▸ Reading text
****
A novel photonic crystal hydrogel inverse opal fluorescence enhancement platform for highly sensitive immunoassay of tumor markers

Abstract

Cancer is a significant global health issue, necessitating early detection for effective diagnosis and treatment. We presented a novel method for detecting tumor markers using fluorescence-enhanced photonic crystal hydrogel inverse opal (PC-GELIO) membranes. We efficiently fabricated large-area, low-crack photonic crystal membranes using a homemade microfluidic chip. Composed of PEG-DA and PEG, the hydrogel replicated the photonic crystal structure, yielding photonic crystal hydrogel inverse opal membranes with a unique photonic band gap and inverse opal porous structure. These properties afford the PC-GELIO platform several advantages: Firstly, the high stability of the internal nanostructure in the large-area, low-crack photonic crystals film, prepared using the homemade microfluidic chip, is crucial for preserving the platform's exceptional fluorescence-enhanced sensing capabilities. Secondly, the peak wavelength emitted by fluorescent molecules aligns with the photonic band gap (PBG), significantly enhancing the fluorescence signal through the low-photon effect. Lastly, the high specific surface area provides numerous binding targets for biomolecule modification, and the hydrogel offers a uniform liquid environment conducive to biomolecule binding. We evaluated the fluorescence-enhanced sensing performance of the platform using alpha-fetoprotein (AFP). The limit of quantification (LOQ) for AFP was determined to be as low as 23 pg/mL, representing an order of magnitude improvement compared to non-enhanced platforms (0.29 ng/mL and 0.25 ng/mL). Consequently, this novel fluorescence-enhanced photonic crystal hydrogel inverse opal platform holds significant potential as a straightforward and efficient method for biomolecular detection.
****
▸ Material supplied
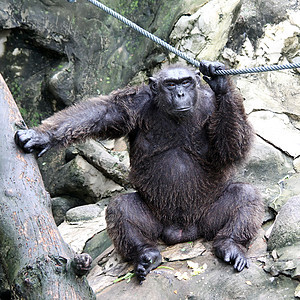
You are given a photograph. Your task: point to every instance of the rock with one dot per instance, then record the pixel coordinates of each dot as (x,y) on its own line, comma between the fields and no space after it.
(285,261)
(297,291)
(61,83)
(297,164)
(83,228)
(60,205)
(277,129)
(214,280)
(196,35)
(83,213)
(266,166)
(289,187)
(51,38)
(97,244)
(286,230)
(183,251)
(82,180)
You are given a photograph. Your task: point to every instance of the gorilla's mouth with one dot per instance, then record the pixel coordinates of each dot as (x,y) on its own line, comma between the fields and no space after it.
(183,109)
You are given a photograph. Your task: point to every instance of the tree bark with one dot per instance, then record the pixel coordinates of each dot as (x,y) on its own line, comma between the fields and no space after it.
(37,263)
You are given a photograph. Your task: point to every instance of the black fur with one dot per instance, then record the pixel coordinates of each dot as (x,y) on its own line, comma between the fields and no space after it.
(184,146)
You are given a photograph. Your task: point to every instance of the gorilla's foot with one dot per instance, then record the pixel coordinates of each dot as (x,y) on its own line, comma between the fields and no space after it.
(82,263)
(147,260)
(232,252)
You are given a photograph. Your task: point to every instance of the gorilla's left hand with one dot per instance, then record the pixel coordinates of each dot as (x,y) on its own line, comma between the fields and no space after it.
(218,83)
(31,140)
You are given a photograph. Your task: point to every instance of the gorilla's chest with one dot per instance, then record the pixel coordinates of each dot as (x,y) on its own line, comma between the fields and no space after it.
(169,142)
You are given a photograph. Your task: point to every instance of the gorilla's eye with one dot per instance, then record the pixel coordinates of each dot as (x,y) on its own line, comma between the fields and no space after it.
(186,82)
(170,85)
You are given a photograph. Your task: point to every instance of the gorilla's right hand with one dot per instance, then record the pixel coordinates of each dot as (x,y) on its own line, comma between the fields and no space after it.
(31,140)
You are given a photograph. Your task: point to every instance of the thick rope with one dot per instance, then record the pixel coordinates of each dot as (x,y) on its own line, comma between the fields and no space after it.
(192,61)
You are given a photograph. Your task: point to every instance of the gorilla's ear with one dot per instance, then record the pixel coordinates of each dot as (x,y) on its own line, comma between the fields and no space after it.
(153,84)
(198,77)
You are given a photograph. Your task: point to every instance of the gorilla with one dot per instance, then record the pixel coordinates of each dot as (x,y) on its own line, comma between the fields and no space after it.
(186,138)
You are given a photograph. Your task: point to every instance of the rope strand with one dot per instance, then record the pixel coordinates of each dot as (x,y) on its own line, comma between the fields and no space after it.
(177,52)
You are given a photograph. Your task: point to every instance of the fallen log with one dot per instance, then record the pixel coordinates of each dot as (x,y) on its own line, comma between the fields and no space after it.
(34,258)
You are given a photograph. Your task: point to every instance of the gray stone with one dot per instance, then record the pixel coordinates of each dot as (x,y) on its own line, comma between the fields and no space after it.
(196,34)
(286,230)
(97,244)
(82,180)
(112,166)
(83,213)
(277,129)
(82,229)
(60,205)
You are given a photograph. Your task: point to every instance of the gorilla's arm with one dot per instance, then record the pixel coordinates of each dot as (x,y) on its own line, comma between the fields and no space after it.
(104,117)
(229,132)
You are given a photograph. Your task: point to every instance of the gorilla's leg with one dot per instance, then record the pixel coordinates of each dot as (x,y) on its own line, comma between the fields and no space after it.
(134,232)
(233,220)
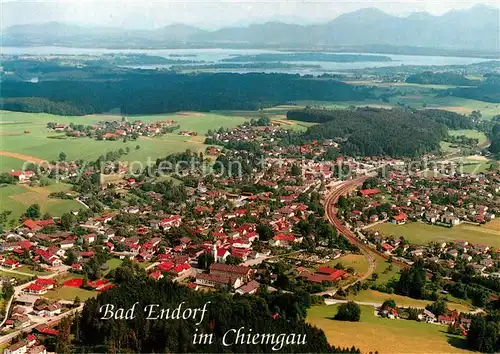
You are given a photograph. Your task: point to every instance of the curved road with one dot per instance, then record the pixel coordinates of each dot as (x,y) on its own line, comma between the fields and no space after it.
(331,213)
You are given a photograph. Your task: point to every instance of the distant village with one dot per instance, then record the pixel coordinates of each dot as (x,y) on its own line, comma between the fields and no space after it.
(239,233)
(115,129)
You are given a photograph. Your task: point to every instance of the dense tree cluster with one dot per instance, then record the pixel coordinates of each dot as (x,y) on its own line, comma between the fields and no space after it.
(484,333)
(349,311)
(149,92)
(372,131)
(271,313)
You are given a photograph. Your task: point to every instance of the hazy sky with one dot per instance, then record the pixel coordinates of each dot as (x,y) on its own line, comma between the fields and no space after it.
(209,14)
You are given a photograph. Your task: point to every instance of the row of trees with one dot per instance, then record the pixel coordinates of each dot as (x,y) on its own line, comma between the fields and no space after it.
(371,131)
(269,313)
(157,92)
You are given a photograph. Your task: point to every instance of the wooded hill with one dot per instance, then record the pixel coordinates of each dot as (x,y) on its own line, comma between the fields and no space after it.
(225,312)
(151,92)
(374,131)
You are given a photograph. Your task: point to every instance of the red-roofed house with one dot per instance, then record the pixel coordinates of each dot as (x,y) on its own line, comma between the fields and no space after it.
(181,269)
(369,192)
(30,224)
(35,289)
(222,255)
(400,219)
(22,176)
(46,283)
(157,275)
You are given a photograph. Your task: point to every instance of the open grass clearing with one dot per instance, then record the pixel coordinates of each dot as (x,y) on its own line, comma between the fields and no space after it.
(69,293)
(373,333)
(386,271)
(113,263)
(4,273)
(356,261)
(17,198)
(37,144)
(421,233)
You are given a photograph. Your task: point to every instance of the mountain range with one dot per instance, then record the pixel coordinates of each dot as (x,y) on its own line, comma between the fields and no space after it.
(476,29)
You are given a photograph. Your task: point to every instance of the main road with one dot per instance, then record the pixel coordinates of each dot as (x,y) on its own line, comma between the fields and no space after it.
(331,199)
(331,213)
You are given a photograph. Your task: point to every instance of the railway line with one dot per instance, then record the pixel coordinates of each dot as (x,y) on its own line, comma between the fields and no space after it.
****
▸ Task brief
According to the abstract on photonic crystal hydrogel membranes, what limit of quantification was determined for AFP?

▸ The answer
As low as 23 pg/mL.